__AUSGANGSTEXT__
========================================================================
Zweifelsohne darf dies nicht darüber hinwegtäuschen, dass sich Wagenknecht nicht ideell durchaus als Marxistin verstand, grundlegende Werte des klassischen Marxismus allerdings in der realen Praxis nicht länger umgesetzt sah (Schneider, 2019).
1991 wird Wagenknecht in den Parteivorstand der SED-Nachfolgepartei, der PDS, gewählt und gerät früh in Konflikte mit der Parteiführung um den damaligen Vorsitzenden Gregor Gysi, der über Jahrzehnte ein Widersacher Wagenknechts bleiben wird. Insbesondere ihr Artikel „Marxismus und Opportunismus – Kämpfe in der sozialistischen Bewegung gestern und heute“ wird schon 1992 zu einer zunehmenden Isolation Wagenknechts beitragen. Während sich die PDS zu diesem Zeitpunkt bewusst vom Stalinismus als Ideologie abwendet (Neu, 2004), schreibt Wagenknecht:
„Und was immer man – berechtigt oder unberechtigt – gegen die Stalin-Zeit vorbringen mag, ihre Ergebnisse waren jedenfalls nicht Niedergang und Verwesung, sondern die Entwicklung eines um Jahrhunderte zurückgebliebenen Landes in eine moderne Großmacht während eines weltgeschichtlich einzigartigen Zeitraums“ (Wagenknecht, 1992).
Der Eklat ist vorprogrammiert und wird Wagenknecht bald den Ruf einer „wortgewandte[n], zugespitzten Diskutantin“ (Jesse & Lang, 2012, S. 361) einbringen. Sie avanciert alsbald zu einer Person in der deutschen Politik, die Bewunderung und Skepsis gleichermaßen erfährt. 1995 wird sie von Gysi aus dem Parteivorstand gedrängt, der sie aufgrund ihrer nicht mit der PDS zu vereinbarenden Positionen für untragbar hält – erst im Jahr 2000 gelingt die Rückkehr (t-online, 2024). Dem Vorstand der PDS wird Wagenknecht, bis zum Zusammenschluss mit der WASG, den Wagenknecht ablehnt, bis 2007 angehören. Von 2007 bis 2014 ist sie Teil des Linke-Parteivorstands, zuletzt von 2010 bis 2014 sogar stellvertretende Vorsitzende. Im Oktober 2015 wird Sahra Wagenknecht, nachdem sie bereits vier Jahre stellvertretende Fraktionsvorsitzende war, zur Vorsitzenden der Fraktion ihrer Partei im Deutschen Bundestag gewählt – ein Amt, welches sie bis zu massiven Zerwürfnissen im Jahr 2019 innehaben wird (Deutscher Bundestag, 2025).
========================================================================
__ZU ERLEDIGEN__
**a.** Gib aus der Auflistung die Zeilen unverändert aus, beginnend mit der Zeile, die „Reviewer note: confirm that each instance of the grass“ enthält, und endend mit der Zeile, die „[(216, 66), (242, 151), (148, 118), (11, 114), (281, 84)]“ enthält, beide einschließlich.
**b.** Führe den Text über Wagenknechts politischen Werdegang im Anschluss an seinen letzten Satz fort.
Der Text über Wagenknecht und die Auflistung sind voneinander unabhängiges Material.

__EINTRÄGE__
========================================================================
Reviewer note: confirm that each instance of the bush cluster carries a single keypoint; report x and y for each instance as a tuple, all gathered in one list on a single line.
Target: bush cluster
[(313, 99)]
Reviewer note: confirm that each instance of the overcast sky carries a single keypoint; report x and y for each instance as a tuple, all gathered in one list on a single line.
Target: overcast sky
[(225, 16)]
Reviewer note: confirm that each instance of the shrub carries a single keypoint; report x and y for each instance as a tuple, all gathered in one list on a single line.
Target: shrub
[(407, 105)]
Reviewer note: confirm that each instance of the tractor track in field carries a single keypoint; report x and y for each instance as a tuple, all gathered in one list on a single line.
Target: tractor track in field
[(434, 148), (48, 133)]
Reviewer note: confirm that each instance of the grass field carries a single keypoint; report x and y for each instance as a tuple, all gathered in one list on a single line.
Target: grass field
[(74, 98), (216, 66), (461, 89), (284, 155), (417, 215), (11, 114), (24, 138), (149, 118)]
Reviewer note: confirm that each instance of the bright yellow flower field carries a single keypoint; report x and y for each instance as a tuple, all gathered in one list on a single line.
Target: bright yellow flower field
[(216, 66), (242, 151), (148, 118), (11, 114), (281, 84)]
========================================================================
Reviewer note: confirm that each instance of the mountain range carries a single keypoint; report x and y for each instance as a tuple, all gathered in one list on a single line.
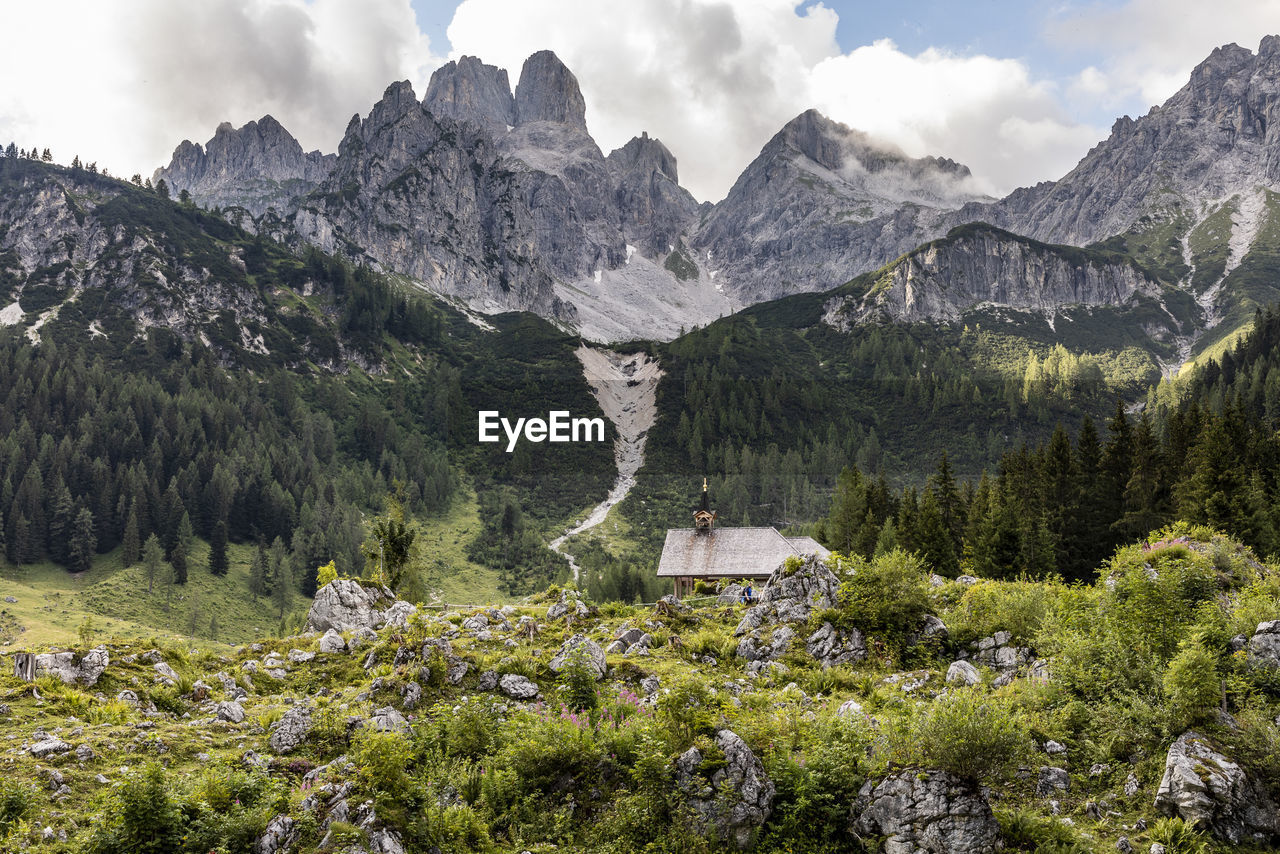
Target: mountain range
========================================================================
__ANTWORTEN__
**a.**
Reviewer note: confirm that each instance of the grass field carries a single keypoint; report x and y for each instance as a tuple, all gathered in one list on a single line.
Target: grass field
[(74, 98), (216, 66), (461, 89), (284, 155), (417, 215), (11, 114), (24, 138), (149, 118)]
Reviewer note: confirm that each instance of the bright yellow flower field carries a single keypoint; report x and y for each instance as a tuple, all gathered in one list on a single line.
Target: bright yellow flower field
[(216, 66), (242, 151), (148, 118), (11, 114), (281, 84)]

**b.**
Wagenknecht, die zwischen 1991 und 2010 rund zwei Jahrzehnte prägende Figur in der vom Verfassungsschutz als linksextrem eingeschätzten Kommunistischen Plattform war, einer marxistisch orientierten Strömung innerhalb der PDS und später der Linkspartei, hat sich seit 1990 ideologisch zwar neu ausgerichtet, ohne aber grundlegende Pfeiler der sozialistischen Ideologie aufzugeben. Wagenknecht selbst beschreibt etwa ihre wirtschaftspolitischen Ideale als „kreativen Sozialismus“, der sich dadurch auszeichne, Unternehmertum und Fleiß zu unterstützen und nicht wie im Kapitalismus, so Wagenknecht, ökonomische Macht zu zentrieren und den Mittelstand zu behindern. Wagenknecht meint etwa, es gebe „Marktwirtschaft ohne Kapitalismus und Sozialismus ohne Planwirtschaft“ (Wagenknecht, 2012, S. 383). Wagenknechts Bücher und ihre dargelegten Idealvorstellungen finden Anklang – bis in die eher liberal-konservativen Redaktionen der Frankfurter Allgemeinen Zeitung und des Handelsblatts (Schneider, 2019).
Als Abgeordnete im Europäischen Parlament (2004–2009) und später im Bundestag (ab 2009) wurde sie eine der profiliertesten Stimmen für soziale Gerechtigkeit, Kapitalismuskritik und eine restriktive Haltung gegenüber neoliberalen Wirtschaftsreformen. Die Gründung der „Antikapitalistischen Linken“ innerhalb der Linkspartei festigt ihren Ruf als Vordenkerin eines radikalen Linkskurses. Gleichzeitig hat sich Wagenknecht spätestens seit der Aufnahme syrischer Flüchtlinge im Jahr 2015 sukzessive zu einer Kritikerin der Merkel’schen Migrations- und Integrationspolitik entwickelt. In ihrem Buch „Die Selbstgerechten. Mein Gegenprogramm – für Gemeinsinn und Zusammenhalt“, welches 2021 erstmals erscheint und zu einem Bestseller wird, schreibt sie „dass bettelarme Länder die teure Ausbildung für Spezialisten finanzieren, deren erworbene Qualifikationen dann reichen Ländern zugutekommen, ist Neokolonialismus pur und passt nicht so wirklich in das schöne Bild von Hilfe, Solidarität und gegenseitigem Vorteil“ (Wagenknecht, 2022, S. 182). Ihr Buch wird als Abrechnung mit ihrer Partei und weiten Teilen ihrer Parteiführung verstanden. Den von 2012 bis 2021 amtierenden Linken-Parteivorsitzenden Bernd Riexinger beschreibt Wagenknecht hierbei etwa als „Vorsitzende[n] einer deutschen linken Partei, dessen Name heute zu Recht vergessen ist“ (Wagenknecht, 2022, S. 57).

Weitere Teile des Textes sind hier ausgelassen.